> **TEXTE FOURNI**:
• • • • •

Au téléphone, il précise qu’il travaille « de 7h à minuit ». Courses, cuisine, tâches administratives et même 15 minutes de sieste… L’agenda de Maximilien Bridier est bien rôdé. Il a quand même réussi à nous faire une place au milieu de ses rendez-vous afin que l’on puisse s’installer en terrasse et discuter de son arrivée à Tours le 1er décembre 2016.

Il ne voulait pas reprendre un étoilé, et pourtant…

Si on s’intéresse à ce jeune homme de 27 ans, bientôt 28, c’est parce que c’est un entrepreneur qui compte à Tours, et même en Indre-et-Loire. Maximilien Bridier est le chef de La Roche Le Roy, l’un des grands restaurants gastronomiques du département installé tout près de l’A10 mais qui jouit d’un cadre exceptionnel dans un manoir du XVIIIème siècle avec un parc extrêmement apaisant. Dans le mythe collectif tourangeau, La Roche Le Roy c’est la finesse des plats, la qualité des produits, l’audace des plats… Jusqu’à l’an dernier, l’établissement avait même son étoile au Michelin : « mais je l’ai rendue en arrivant » indique le nouveau chef, qui savait de toute façon que les critiques allaient lui retirer d’office n’ayant pas le temps de tester sa cuisine avant de boucler leur nouvelle édition.

• • • • •

> **SÉRIE DE TÂCHES**:
1. Répondez aux questions suivantes à partir du texte sur Maximilien Bridier.
(a) Quel âge a Maximilien Bridier ?
(b) À quelle date est-il arrivé à Tours ?
(c) Dans quel type de bâtiment le restaurant La Roche Le Roy est-il installé ?
2. Dressez la liste complète des activités qui figurent dans l'agenda de Maximilien Bridier selon le texte sur ce chef.
3. Rédigez la suite du texte sur Maximilien Bridier en reprenant après sa dernière phrase.

> **DONNÉES FOURNIES**:
• • • • •

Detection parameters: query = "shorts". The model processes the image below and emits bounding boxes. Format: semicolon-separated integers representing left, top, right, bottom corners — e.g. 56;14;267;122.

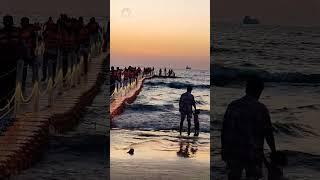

• • • • •

> **CORRIGÉ DE L'EXERCICE**:
1.
(a) Il a 27 ans et en aura bientôt 28.
(b) Il est arrivé à Tours le 1er décembre 2016.
(c) Le restaurant est installé dans un manoir du XVIIIème siècle.

2. Courses, cuisine, tâches administratives, 15 minutes de sieste.

3.
Depuis ce jour, Maximilien Bridier travaille pour être à la hauteur du guide rouge. Il espère y faire de nouveau son entrée prochainement, sans fixer de date très claire. Un horizon à 3-4 ans semblerait lui convenir, de toute façon il s’est engagé pour 15 ans en rachetant le restaurant d’Alain Couturier (50 places en salle, 35 en terrasse). Une affaire royale, sans mauvais jeu de mot, pourtant au départ il n’avait pas du tout l’intention d’y aller. S’il cherchait à s’installer dans la région Centre-Val de Loire, ce Blésois de naissance confie qu’il ne voulait pas reprendre un restaurant déjà étoilé :

« perdre une étoile c’est 25% de clientèle en moins la première année, cela risquait donc de m’obliger à licencier du personnel. »

Une clientèle d’habitués…

Et puis, la curiosité aidant, il est venu visiter les lieux… « J’ai trouvé ça sympa, donc j’ai acheté » résume-t-il en une phrase. « Je suis venu manger. J’ai aimé la cuisine, traditionnelle, très simple. Il n’y a pas un mélange avec 18 saveurs. C’est de beaux produits travaillés simplement, correctement. » Il convainc alors l’ancien chef de passer en cuisine dès décembre pour affronter le rush des fêtes de fin d’année, « la période la plus difficile de l’année », et se met au travail… Moins d’un an après, malgré sa crainte d’origine, La Roche Le Roy est passé de 12 à 15 salariés, apprentis compris (5 en salle, 10 en cuisine dont un chef pâtissier et un sommelier).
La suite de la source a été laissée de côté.